## Begin

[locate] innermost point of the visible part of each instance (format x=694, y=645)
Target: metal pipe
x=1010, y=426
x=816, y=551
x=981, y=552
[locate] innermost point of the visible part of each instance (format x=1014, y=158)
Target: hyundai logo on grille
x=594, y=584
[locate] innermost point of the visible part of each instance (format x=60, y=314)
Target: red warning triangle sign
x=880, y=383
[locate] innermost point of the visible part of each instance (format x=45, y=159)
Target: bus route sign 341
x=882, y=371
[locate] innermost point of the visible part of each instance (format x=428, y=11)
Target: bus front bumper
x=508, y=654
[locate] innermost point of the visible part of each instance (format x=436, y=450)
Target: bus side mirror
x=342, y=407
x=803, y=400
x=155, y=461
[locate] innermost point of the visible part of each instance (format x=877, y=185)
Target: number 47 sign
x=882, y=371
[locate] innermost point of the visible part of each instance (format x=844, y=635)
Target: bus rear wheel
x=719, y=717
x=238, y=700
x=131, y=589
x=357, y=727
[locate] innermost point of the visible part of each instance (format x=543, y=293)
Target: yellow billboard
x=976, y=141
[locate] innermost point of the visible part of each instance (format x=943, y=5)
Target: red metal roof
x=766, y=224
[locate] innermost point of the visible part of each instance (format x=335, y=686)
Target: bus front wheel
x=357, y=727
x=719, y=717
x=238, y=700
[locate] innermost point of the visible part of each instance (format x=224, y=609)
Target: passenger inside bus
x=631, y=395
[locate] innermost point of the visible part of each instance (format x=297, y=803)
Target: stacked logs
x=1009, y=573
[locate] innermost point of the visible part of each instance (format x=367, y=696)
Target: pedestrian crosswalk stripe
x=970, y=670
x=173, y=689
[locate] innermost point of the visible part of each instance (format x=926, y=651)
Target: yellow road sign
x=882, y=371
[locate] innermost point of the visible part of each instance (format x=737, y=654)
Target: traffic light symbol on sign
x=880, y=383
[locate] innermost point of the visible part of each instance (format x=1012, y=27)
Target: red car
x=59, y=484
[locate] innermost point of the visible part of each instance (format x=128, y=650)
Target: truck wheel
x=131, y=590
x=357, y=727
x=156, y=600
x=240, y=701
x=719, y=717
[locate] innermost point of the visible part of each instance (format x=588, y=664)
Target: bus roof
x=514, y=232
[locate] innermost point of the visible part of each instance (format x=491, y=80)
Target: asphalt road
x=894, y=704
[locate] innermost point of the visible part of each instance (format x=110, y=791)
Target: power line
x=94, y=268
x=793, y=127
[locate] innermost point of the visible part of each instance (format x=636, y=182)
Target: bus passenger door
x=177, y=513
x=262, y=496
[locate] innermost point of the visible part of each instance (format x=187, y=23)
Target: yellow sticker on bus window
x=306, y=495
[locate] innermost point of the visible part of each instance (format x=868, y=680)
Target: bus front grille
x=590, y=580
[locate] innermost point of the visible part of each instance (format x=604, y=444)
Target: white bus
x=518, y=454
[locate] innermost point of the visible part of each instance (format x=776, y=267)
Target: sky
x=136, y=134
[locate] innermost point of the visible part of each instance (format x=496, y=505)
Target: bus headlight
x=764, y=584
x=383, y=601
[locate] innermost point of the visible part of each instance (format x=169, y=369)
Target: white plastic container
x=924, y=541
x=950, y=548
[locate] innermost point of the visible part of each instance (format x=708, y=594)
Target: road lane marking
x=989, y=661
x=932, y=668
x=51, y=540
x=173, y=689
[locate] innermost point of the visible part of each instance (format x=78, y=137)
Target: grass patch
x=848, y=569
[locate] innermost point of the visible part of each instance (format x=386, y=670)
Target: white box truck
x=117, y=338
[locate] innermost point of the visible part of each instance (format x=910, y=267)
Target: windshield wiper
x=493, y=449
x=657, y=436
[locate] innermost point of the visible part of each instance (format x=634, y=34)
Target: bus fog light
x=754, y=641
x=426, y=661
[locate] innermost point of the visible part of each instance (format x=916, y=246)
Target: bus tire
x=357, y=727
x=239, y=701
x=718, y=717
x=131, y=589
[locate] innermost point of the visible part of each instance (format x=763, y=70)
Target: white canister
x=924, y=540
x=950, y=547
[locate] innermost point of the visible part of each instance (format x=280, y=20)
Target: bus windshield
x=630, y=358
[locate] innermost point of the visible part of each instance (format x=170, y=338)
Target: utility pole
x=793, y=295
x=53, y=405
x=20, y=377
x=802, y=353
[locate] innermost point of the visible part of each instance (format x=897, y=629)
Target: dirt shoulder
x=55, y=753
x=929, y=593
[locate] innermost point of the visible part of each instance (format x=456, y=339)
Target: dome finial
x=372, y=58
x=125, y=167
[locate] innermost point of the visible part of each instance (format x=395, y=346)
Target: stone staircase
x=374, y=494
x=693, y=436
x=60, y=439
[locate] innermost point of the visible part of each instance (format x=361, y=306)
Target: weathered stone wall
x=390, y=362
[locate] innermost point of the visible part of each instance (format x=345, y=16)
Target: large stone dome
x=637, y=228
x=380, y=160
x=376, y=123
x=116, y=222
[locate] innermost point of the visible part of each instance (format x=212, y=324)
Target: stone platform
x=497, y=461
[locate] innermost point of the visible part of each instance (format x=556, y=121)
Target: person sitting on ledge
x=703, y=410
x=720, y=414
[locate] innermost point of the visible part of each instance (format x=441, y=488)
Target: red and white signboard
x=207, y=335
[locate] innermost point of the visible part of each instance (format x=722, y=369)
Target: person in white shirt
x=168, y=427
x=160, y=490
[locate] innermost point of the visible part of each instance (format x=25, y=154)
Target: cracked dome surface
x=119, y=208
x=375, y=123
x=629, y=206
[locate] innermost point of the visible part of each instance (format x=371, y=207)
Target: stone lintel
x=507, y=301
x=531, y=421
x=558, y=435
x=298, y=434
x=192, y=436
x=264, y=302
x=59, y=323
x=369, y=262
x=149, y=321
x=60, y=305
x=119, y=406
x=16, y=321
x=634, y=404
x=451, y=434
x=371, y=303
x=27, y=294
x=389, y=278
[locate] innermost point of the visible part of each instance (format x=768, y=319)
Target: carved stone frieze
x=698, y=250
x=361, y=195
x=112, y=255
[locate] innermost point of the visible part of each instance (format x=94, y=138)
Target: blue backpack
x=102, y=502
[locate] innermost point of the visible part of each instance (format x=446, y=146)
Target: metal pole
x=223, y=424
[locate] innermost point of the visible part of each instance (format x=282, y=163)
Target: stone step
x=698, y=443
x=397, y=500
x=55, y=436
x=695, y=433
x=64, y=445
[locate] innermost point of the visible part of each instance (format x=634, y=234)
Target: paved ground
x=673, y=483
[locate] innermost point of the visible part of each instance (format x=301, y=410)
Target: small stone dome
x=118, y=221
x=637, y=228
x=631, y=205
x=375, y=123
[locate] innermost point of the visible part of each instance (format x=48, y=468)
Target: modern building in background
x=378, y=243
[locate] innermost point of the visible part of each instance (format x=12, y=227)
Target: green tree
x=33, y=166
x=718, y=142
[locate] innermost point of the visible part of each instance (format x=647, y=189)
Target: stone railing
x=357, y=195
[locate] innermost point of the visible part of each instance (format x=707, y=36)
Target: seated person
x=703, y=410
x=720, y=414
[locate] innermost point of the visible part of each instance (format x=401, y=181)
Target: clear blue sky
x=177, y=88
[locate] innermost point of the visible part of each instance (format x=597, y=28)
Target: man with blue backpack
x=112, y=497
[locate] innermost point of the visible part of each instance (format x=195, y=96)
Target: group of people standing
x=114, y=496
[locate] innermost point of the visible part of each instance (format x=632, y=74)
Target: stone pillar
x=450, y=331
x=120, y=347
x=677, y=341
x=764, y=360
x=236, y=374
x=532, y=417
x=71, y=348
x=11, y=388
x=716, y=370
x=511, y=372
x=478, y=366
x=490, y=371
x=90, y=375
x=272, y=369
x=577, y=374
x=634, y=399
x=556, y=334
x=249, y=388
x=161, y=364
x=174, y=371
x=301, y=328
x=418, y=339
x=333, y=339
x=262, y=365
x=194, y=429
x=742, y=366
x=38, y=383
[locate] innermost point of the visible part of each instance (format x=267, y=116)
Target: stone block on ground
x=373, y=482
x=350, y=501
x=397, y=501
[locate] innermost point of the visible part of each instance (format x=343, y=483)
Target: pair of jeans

## End

*WHAT TO WORK ON*. Reproduce verbatim every line from the first one through the line containing "x=508, y=654", with both of those lines included.

*REPLY TO THE EXERCISE*.
[locate] innermost point of the visible part of each instance (format x=694, y=645)
Target: metal pipe
x=1010, y=426
x=816, y=551
x=981, y=552
[locate] innermost point of the visible part of each instance (format x=1014, y=158)
Target: hyundai logo on grille
x=594, y=584
[locate] innermost point of the visible part of each instance (format x=60, y=314)
Target: red warning triangle sign
x=880, y=383
[locate] innermost point of the visible part of each instance (format x=45, y=159)
Target: bus route sign 341
x=882, y=371
[locate] innermost point of the visible part of each instance (format x=428, y=11)
Target: bus front bumper
x=508, y=654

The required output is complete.